§ Extract to read:
○ ○ ○ ○ ○
Protected area in West Sussex, England

Adur Estuary is a 62.2 ha biological Site of Special Scientific Interest on the western outskirts of Shoreham-by-Sea in West Sussex. Part is a Royal Society for the Protection of Birds nature reserve.

The estuary has large areas of salt marsh. Sea purslane is dominant above the mean high water mark and glasswort below. There are also intertidal mudflats which are nationally important for ringed plovers and other wading birds include redshanks and dunlin.

There is no public access to the RSPB reserve.

==History==
The Adur Estuary has been an active feature, influenced by the deposition of sediment by the river, the longshore drift of shingle and the efforts of humans to maintain a port. Originally the port was located at Old Shoreham which is now 1.5 km off the current coast and the Adur could be navigated as far as Bramber. In the eleventh century, the river had silted so much that the port was moved 1 km downstream to the modern town of Shoreham, then known as New Shoreham. When the coast was surveyed in 1587 in preparation for defence against the Spanish Armada the course of the river flowed 1 km east from New Shoreham to enter the English Channel between New Shoreham and Kingston-by-Sea. To the west of the mouth there was a shingle beach which was 1 km wide at New Shoreham and which tapered away as it approached Lancing.
○ ○ ○ ○ ○
§ Records provided:

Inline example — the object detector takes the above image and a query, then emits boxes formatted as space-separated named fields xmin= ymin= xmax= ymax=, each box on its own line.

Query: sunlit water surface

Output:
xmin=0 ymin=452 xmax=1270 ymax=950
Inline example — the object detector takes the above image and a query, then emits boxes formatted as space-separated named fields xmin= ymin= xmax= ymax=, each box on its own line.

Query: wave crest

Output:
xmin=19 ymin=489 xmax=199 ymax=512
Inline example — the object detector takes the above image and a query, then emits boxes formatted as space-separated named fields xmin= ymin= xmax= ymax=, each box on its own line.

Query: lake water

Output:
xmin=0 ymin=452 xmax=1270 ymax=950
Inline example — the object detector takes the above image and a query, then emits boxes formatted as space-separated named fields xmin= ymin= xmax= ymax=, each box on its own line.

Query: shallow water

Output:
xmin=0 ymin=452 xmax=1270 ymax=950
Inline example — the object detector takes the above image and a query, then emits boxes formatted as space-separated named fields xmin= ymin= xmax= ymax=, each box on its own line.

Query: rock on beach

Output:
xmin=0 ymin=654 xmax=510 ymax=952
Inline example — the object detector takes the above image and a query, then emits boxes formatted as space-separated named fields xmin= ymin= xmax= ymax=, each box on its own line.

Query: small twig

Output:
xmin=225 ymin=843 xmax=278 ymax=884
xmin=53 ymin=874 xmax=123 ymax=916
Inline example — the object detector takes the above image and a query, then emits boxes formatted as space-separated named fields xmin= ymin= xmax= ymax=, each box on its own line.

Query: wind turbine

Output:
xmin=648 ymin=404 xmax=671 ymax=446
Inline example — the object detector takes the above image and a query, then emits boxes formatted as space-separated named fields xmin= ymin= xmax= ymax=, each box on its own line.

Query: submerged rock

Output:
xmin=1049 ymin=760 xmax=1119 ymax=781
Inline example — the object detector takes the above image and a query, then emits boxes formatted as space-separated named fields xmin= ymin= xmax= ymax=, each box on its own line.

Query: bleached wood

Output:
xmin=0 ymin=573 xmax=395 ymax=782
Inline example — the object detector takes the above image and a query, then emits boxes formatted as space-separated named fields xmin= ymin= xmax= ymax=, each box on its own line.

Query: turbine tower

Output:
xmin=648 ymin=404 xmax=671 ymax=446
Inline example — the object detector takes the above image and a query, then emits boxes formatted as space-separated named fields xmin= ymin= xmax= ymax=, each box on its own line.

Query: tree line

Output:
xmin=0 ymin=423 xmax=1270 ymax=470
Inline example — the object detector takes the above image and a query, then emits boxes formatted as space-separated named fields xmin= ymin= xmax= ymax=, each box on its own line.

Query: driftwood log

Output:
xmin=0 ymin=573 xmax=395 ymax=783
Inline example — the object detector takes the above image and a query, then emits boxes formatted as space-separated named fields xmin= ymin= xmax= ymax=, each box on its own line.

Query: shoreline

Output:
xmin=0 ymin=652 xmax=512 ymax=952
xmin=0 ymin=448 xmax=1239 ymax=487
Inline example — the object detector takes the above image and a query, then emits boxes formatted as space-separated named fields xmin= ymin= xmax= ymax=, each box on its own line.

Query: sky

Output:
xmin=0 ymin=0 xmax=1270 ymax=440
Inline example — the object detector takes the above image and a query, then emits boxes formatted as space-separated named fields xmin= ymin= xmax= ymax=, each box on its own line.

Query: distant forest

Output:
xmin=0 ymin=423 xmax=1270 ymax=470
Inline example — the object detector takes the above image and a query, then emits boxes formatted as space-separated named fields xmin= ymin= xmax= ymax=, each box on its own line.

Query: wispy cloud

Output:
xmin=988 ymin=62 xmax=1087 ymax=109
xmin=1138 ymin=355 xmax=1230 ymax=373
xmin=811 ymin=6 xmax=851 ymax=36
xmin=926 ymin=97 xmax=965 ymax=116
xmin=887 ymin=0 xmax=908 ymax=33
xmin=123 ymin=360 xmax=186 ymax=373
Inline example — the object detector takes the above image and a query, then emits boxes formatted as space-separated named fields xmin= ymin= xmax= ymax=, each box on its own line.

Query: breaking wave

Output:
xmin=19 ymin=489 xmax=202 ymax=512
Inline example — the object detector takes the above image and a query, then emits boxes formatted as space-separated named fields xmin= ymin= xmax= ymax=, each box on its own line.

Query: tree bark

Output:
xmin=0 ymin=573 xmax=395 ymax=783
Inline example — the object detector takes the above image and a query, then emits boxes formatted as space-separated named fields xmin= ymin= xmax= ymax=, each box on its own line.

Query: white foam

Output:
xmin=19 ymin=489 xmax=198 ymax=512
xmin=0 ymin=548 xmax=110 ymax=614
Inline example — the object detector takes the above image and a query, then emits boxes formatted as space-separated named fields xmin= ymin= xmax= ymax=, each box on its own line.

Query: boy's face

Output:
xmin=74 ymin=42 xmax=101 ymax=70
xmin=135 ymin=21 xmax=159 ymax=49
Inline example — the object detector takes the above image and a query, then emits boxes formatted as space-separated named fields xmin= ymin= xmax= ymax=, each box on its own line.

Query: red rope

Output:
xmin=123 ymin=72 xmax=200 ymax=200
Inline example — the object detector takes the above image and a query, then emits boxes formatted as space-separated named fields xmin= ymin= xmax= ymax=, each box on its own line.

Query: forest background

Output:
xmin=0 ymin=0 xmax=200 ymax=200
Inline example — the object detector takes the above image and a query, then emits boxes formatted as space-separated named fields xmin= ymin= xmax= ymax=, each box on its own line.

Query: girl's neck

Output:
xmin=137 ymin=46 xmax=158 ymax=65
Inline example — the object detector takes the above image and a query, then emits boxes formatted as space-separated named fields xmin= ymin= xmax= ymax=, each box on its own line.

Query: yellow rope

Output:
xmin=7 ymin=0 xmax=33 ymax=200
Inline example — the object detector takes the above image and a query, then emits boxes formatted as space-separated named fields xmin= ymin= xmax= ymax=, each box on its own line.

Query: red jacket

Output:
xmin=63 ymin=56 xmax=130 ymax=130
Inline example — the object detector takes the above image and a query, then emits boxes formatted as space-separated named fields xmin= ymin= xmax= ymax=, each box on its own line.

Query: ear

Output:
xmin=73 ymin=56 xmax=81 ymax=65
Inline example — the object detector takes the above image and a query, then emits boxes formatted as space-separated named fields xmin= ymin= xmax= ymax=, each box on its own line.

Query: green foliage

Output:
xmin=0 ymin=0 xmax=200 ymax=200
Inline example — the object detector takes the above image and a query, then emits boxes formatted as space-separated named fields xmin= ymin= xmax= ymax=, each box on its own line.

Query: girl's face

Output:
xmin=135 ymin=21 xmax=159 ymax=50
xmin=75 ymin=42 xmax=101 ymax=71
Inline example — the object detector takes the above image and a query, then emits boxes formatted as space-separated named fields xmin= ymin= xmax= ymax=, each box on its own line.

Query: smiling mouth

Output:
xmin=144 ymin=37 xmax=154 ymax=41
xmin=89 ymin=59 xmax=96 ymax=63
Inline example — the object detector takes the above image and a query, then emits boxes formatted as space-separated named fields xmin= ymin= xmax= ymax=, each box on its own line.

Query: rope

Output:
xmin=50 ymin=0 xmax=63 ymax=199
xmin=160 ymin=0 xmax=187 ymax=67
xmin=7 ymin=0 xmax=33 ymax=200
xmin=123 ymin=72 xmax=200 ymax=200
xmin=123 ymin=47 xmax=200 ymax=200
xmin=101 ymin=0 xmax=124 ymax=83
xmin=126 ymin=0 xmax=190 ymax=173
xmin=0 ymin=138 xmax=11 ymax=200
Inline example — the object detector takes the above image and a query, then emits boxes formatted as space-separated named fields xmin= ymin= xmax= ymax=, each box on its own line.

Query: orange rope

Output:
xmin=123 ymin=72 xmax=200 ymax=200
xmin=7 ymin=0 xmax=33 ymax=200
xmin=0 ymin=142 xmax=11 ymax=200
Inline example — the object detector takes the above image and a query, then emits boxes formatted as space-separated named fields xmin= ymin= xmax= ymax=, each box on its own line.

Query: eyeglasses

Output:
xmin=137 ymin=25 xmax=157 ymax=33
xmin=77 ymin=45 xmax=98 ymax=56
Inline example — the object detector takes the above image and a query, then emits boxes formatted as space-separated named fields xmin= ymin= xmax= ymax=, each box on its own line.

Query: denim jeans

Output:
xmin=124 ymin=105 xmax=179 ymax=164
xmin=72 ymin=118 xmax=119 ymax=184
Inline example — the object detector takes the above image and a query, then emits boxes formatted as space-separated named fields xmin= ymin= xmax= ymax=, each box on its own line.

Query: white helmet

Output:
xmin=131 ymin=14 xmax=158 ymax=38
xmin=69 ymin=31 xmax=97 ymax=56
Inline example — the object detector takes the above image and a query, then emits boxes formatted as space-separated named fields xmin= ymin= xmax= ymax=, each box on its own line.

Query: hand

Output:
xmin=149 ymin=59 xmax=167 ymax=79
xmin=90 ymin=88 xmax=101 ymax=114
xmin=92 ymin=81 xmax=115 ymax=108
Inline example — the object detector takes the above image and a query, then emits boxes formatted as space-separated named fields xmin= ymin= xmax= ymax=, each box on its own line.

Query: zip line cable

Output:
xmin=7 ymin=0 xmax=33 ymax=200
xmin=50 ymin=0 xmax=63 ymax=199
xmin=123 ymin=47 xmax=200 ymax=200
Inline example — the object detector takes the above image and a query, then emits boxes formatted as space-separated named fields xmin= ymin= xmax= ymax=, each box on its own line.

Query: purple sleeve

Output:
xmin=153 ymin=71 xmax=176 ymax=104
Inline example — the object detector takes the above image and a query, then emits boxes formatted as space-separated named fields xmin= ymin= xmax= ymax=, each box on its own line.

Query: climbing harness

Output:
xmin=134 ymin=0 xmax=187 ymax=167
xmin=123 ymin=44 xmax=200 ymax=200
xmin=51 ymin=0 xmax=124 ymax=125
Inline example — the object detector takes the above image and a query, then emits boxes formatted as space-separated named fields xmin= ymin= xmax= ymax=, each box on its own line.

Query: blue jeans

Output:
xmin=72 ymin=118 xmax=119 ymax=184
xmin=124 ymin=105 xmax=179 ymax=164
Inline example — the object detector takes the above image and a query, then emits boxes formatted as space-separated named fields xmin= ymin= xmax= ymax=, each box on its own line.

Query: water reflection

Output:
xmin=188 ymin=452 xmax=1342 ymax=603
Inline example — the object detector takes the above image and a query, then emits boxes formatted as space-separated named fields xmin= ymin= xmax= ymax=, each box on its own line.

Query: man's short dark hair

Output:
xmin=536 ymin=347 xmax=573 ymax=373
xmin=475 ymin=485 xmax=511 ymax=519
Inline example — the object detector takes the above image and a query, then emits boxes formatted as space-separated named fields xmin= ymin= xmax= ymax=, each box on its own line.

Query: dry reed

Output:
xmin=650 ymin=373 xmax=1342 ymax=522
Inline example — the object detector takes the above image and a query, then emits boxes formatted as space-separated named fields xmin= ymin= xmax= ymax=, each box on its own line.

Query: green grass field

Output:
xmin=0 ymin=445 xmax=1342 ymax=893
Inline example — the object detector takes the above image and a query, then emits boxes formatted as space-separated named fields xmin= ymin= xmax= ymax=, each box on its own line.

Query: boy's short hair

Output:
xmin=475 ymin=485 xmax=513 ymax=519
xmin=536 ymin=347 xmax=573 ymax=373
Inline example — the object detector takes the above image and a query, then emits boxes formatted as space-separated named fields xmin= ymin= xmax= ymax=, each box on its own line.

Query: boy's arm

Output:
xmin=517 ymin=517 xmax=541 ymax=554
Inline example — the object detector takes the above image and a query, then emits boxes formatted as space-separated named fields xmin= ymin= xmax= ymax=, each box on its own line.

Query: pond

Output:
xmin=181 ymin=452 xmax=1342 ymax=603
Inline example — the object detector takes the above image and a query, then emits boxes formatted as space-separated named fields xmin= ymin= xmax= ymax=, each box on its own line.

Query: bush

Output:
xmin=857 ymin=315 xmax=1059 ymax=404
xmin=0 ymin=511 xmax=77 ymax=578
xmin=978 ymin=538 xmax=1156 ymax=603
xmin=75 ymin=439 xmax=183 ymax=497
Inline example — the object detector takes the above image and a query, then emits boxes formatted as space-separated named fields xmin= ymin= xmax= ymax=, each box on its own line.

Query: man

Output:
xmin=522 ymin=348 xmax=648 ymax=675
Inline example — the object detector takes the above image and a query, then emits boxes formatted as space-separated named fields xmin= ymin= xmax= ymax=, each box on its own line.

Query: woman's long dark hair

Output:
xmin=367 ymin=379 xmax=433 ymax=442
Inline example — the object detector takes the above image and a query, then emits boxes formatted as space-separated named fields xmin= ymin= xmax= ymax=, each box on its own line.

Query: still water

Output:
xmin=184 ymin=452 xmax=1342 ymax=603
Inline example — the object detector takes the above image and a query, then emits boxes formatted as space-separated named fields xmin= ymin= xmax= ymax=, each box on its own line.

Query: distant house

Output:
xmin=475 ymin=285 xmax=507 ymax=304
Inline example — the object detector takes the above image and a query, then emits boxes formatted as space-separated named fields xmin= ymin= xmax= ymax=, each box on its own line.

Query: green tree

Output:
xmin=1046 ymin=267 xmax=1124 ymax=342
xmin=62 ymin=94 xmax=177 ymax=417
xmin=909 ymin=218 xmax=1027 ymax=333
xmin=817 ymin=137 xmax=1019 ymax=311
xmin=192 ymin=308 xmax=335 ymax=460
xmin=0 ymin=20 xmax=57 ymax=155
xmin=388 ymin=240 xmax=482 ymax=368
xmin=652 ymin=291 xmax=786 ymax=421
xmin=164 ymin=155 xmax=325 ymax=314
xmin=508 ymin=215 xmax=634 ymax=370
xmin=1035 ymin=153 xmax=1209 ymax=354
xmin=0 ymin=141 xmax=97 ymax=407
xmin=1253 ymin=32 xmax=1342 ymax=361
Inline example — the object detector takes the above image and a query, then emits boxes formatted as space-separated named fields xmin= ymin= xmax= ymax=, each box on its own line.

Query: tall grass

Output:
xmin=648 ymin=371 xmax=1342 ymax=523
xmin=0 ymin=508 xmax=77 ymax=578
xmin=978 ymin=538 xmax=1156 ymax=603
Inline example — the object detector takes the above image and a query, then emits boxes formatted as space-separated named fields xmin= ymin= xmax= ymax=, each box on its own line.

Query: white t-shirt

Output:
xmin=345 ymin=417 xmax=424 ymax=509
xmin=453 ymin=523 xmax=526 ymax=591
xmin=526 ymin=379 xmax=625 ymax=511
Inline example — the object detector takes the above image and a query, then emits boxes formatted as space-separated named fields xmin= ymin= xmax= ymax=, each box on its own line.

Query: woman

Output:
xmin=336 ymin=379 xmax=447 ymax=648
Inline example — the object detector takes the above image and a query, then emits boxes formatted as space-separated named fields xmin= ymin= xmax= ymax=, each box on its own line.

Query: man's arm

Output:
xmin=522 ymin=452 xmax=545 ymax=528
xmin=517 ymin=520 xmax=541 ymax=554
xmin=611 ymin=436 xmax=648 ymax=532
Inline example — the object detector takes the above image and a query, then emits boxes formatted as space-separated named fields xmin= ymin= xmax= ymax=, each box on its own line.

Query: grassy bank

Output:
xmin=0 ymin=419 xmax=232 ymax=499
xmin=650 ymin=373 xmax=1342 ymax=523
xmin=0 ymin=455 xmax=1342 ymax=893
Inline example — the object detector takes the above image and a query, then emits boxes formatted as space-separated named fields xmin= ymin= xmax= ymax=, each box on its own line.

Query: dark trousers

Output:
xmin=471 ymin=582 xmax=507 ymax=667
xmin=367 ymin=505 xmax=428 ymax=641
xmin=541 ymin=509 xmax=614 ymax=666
○ ○ ○ ○ ○
§ What this exercise asks:
a: In the passage on the Adur Estuary, which plant dominates the salt marsh below the mean high water mark?
b: Transcribe the part of the passage on the Adur Estuary that opens with the words containing "Adur Estuary is" and closes with "redshanks and dunlin.".
c: Pick up the passage on the Adur Estuary after its last sentence and carry it on.
The material has no connection to the passage on the Adur Estuary.

§ Answers for each item:
a: Glasswort.

b:
Adur Estuary is a 62.2 ha biological Site of Special Scientific Interest on the western outskirts of Shoreham-by-Sea in West Sussex. Part is a Royal Society for the Protection of Birds nature reserve.

The estuary has large areas of salt marsh. Sea purslane is dominant above the mean high water mark and glasswort below. There are also intertidal mudflats which are nationally important for ringed plovers and other wading birds include redshanks and dunlin.

c:
By 1648, records indicate that there had been a noticeable extension of the spit at Shoreham of 1.4 km and the total length of the spit was 2.4 km. A 1698 record shows that it had extended a further 600 m and that many bars had formed within the river. As Shoreham beach grew eastwards it thinned to less than 500 m by 1698 and the lagoons opposite New Shoreham had silted up and become marshland. A number of artificial cuts were made in the late 17th and 18th centuries but these all silted up. By 1757, the Adur entered the sea at Aldrington, 5.1 km and in 1760 the decision was taken to create an artificial cut at Kingston to improve access to the port and upstream drainage upstream. The new cut resulted in increased tidal floes which overwhelmed the saltmarshes on the north bank. A map of 1778–1783 showed that there was a belt of marsh which was protected by the shingle bar to the east of the exit, then wider than the present bar. Deposition of sediment meant the entrance to the port continued to drift and in 1818 the original 1760 cut was re-excavated and groynes and breakwaters were built to protect it. In 1821 the cut was made a permanent opening by the building of walls while in 1860 the old channel east of Kingston was canalised to become a basin where water levels were controlled by locks. The estuary appears to have been stabilised from 1816, however, the mud and sand banks within the estuary have shifted. The western arm of the shingle bar has gained sufficient material for housing development to be permitted. The eastern arm has seen the amount of shingle slowly decrease and this has caused concern about the safety and stability of the former power station at Shoreham.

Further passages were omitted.